■ WORK ITEM
Reproduce, exactly and only, the lines of the data that follows from the one containing "Target: gull's outstretched wing" down to the one containing "output x=236, y=236.", without pictures.

■ DATASET EXTRACT
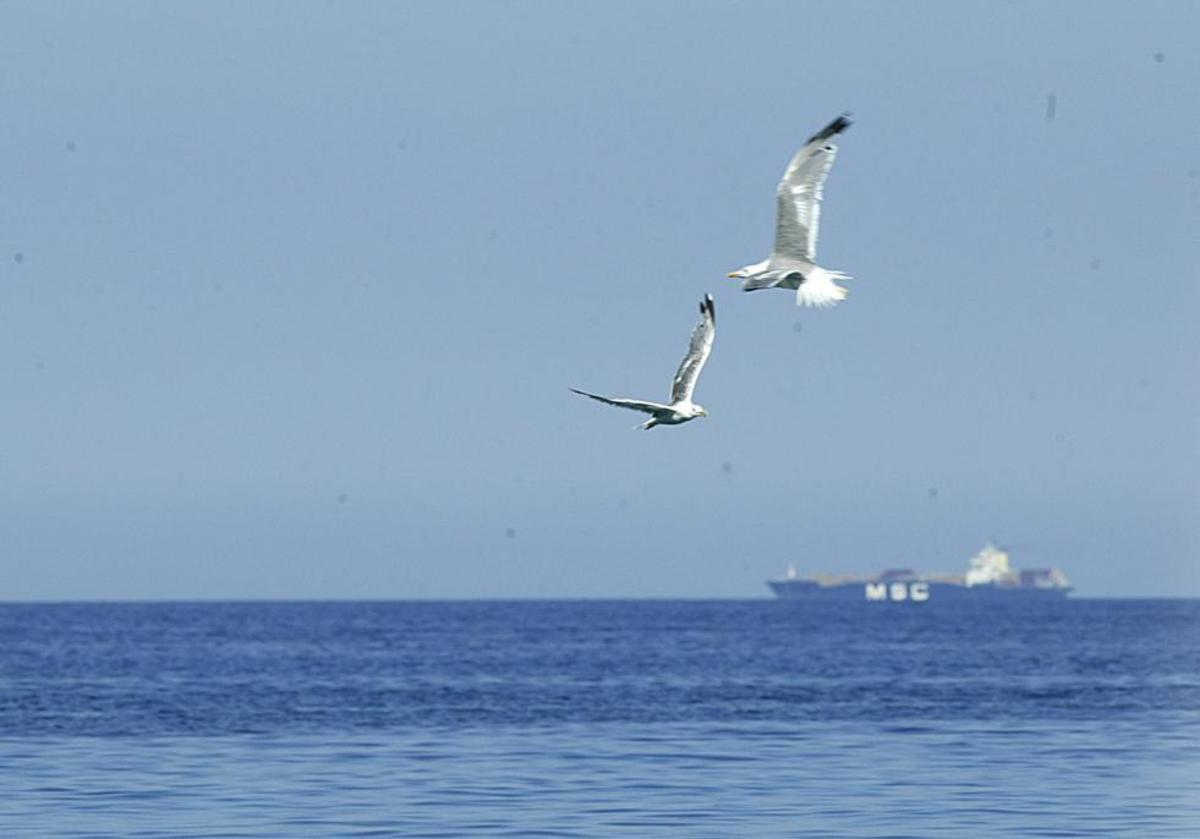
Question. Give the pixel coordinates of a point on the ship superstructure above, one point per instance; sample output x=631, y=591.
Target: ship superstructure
x=989, y=574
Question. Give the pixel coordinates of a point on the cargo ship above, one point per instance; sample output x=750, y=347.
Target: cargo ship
x=989, y=576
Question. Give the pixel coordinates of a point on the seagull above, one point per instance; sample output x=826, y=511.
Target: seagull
x=682, y=408
x=798, y=214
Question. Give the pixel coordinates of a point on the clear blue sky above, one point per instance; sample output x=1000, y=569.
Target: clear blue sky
x=291, y=295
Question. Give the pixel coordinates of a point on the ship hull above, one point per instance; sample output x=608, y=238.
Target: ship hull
x=917, y=592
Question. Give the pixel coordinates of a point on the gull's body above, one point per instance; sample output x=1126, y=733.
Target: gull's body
x=792, y=262
x=681, y=408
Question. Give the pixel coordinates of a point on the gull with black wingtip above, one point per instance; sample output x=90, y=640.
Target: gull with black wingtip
x=682, y=408
x=798, y=196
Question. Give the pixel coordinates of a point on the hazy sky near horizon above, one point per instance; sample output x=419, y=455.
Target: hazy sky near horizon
x=291, y=295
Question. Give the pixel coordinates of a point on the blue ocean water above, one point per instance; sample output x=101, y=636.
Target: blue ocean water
x=751, y=718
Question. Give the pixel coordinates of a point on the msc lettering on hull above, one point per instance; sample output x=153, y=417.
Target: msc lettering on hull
x=898, y=591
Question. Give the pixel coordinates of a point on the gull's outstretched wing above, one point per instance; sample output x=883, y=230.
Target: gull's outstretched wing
x=633, y=405
x=697, y=353
x=798, y=195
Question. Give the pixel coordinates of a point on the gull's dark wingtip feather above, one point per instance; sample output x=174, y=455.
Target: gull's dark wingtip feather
x=840, y=124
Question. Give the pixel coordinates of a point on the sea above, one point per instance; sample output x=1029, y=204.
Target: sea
x=600, y=718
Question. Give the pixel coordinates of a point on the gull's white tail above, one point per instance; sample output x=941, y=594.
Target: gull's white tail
x=820, y=289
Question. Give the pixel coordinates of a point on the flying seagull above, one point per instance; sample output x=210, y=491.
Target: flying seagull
x=791, y=263
x=682, y=408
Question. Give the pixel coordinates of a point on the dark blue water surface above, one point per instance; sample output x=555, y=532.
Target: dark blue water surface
x=600, y=718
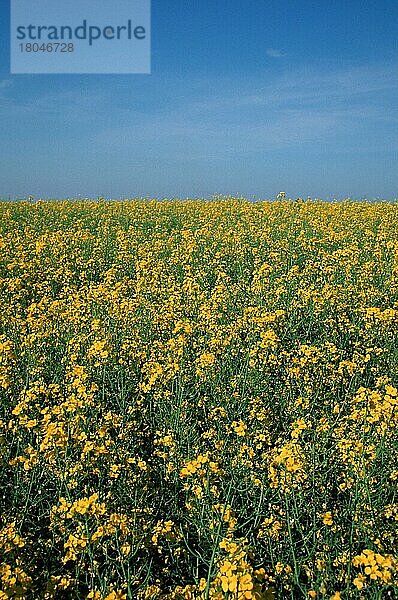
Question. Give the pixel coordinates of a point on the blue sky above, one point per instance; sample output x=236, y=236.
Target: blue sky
x=245, y=98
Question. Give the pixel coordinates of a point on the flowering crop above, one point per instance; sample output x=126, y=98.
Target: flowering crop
x=198, y=400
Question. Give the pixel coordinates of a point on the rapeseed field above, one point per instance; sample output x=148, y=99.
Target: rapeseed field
x=198, y=400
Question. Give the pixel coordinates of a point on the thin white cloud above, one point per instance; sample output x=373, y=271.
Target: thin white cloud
x=274, y=53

■ RESULT FOR THIS TASK
Target: gull's outstretched wing
x=633, y=405
x=697, y=353
x=798, y=195
Question. Give the pixel coordinates of a point on the gull's dark wingtip feather above, one point per instance; sample output x=174, y=455.
Target: gull's dark wingtip feather
x=840, y=124
Question. Give the pixel coordinates of a point on the sea above, one point per instance; sample output x=1029, y=204.
Target: sea
x=600, y=718
Question. Give the pixel coordinates of a point on the gull's white tail above, one point per instance; sample output x=941, y=594.
Target: gull's white tail
x=820, y=289
Question. Give the pixel coordinates of a point on the flying seagull above, one point per instance; sample output x=210, y=491.
Target: flying seagull
x=791, y=263
x=682, y=408
Question. Give the pixel coordinates of a point on the dark blue water surface above, one point per instance; sample output x=555, y=532.
Target: dark blue water surface
x=600, y=718
Question. Give the pixel coordinates of a point on the blue sky above, one point per instance; sample output x=236, y=236.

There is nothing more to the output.